___ Given information ___

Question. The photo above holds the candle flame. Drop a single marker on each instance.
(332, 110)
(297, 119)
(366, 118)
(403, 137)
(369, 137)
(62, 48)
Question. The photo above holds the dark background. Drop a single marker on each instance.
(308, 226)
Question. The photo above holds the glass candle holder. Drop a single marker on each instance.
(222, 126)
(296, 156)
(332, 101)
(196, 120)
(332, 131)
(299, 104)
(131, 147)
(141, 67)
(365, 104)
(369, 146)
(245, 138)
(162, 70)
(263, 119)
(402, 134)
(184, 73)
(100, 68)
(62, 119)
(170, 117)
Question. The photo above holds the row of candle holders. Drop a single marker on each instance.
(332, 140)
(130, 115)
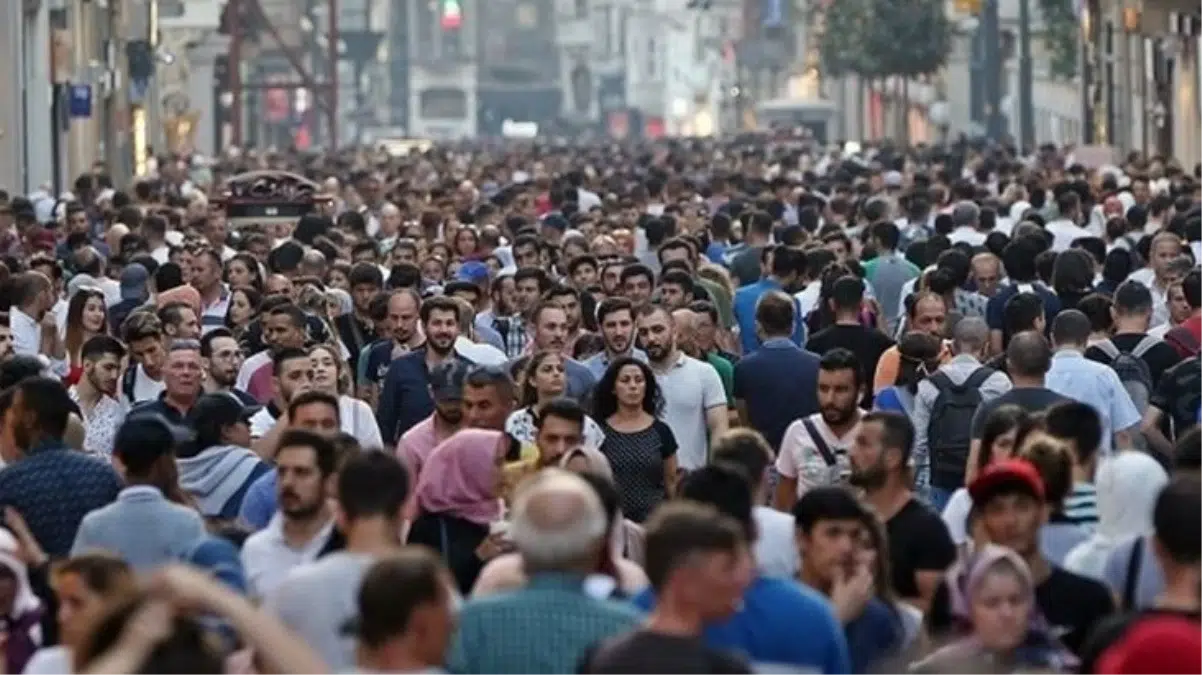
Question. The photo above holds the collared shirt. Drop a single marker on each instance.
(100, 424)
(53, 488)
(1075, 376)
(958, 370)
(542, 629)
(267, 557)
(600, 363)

___
___ Given information ___

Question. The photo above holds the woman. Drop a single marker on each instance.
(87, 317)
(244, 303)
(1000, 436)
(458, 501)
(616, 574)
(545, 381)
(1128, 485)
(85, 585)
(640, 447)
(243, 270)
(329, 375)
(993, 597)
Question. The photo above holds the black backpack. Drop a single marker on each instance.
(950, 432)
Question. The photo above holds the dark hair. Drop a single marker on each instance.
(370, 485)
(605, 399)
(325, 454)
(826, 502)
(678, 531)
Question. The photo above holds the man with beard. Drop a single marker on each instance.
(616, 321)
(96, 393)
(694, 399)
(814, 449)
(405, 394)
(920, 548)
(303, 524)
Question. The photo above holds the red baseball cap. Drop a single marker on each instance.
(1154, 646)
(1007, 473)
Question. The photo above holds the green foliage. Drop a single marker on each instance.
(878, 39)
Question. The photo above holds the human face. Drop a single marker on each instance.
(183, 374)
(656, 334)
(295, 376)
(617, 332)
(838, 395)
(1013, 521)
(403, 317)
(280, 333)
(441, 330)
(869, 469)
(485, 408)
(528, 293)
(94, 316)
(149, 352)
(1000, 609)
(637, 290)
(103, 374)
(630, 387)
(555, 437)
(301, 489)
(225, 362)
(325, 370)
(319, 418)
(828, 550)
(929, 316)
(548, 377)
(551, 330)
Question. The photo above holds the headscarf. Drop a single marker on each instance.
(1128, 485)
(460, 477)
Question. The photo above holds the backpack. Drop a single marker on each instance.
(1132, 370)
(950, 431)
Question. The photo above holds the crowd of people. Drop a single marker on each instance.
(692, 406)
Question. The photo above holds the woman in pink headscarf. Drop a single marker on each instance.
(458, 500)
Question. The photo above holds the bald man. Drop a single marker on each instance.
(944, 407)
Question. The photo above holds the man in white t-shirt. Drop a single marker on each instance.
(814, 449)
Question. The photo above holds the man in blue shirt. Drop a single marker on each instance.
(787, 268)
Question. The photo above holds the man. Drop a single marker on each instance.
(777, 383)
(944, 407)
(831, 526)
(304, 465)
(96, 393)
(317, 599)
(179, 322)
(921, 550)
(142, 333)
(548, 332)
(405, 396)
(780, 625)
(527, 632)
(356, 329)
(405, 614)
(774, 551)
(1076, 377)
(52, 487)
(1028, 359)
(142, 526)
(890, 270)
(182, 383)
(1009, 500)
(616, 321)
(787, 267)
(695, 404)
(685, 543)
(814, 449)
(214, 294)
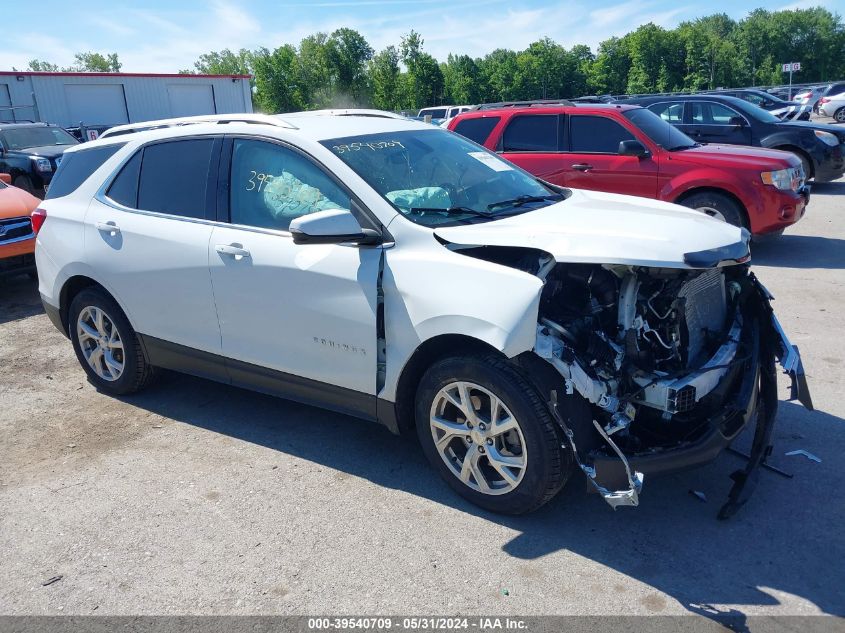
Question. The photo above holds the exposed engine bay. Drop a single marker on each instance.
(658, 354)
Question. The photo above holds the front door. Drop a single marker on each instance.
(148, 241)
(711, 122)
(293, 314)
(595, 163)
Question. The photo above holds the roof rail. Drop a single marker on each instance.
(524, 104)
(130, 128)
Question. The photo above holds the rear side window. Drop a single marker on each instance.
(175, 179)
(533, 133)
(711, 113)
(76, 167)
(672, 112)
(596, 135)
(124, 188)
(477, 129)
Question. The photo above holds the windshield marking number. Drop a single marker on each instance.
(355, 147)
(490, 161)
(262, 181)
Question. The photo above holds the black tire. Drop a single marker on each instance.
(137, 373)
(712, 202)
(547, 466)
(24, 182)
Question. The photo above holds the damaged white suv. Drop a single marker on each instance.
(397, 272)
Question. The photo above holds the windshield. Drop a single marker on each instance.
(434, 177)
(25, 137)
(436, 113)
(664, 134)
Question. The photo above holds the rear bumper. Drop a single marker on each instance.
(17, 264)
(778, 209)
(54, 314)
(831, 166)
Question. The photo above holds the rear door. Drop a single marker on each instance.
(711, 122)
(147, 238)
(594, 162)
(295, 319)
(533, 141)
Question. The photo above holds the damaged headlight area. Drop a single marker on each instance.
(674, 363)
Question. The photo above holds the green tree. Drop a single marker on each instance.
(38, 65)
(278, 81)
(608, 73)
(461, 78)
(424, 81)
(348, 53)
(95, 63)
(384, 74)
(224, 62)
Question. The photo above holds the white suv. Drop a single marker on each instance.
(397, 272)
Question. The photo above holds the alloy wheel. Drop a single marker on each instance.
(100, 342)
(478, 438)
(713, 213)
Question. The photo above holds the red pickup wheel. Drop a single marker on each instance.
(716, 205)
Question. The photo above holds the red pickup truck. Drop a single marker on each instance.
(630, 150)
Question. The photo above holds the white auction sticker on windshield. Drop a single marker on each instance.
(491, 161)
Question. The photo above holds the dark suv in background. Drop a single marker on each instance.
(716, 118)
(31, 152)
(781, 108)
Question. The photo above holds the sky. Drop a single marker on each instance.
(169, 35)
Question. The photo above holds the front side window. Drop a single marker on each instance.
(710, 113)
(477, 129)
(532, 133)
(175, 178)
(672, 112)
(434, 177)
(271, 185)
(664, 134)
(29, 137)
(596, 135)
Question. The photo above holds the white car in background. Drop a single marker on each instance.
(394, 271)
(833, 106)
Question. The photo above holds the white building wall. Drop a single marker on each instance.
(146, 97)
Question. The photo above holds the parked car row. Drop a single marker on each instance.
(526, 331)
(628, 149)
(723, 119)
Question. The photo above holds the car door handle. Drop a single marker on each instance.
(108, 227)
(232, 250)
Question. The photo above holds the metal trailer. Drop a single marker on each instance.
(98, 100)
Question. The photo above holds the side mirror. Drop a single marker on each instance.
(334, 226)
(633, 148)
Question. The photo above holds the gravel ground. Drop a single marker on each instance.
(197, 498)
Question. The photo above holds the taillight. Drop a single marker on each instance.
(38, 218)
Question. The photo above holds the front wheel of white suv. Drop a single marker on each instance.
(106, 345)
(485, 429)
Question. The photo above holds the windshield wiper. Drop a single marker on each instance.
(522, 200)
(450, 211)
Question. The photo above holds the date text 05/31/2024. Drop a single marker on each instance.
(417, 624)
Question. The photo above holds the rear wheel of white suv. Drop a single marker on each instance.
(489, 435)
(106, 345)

___

_Set problem:_
Please pick out every line in the records above that contains the word "headscarf", matching case exactly, and copy each of those lines.

_Expected answer:_
Question. The photo above holds the headscarf. Drop a single marker on each instance.
Question. The photo above holds the woman in pink headscarf. Drop a single marker on each instance.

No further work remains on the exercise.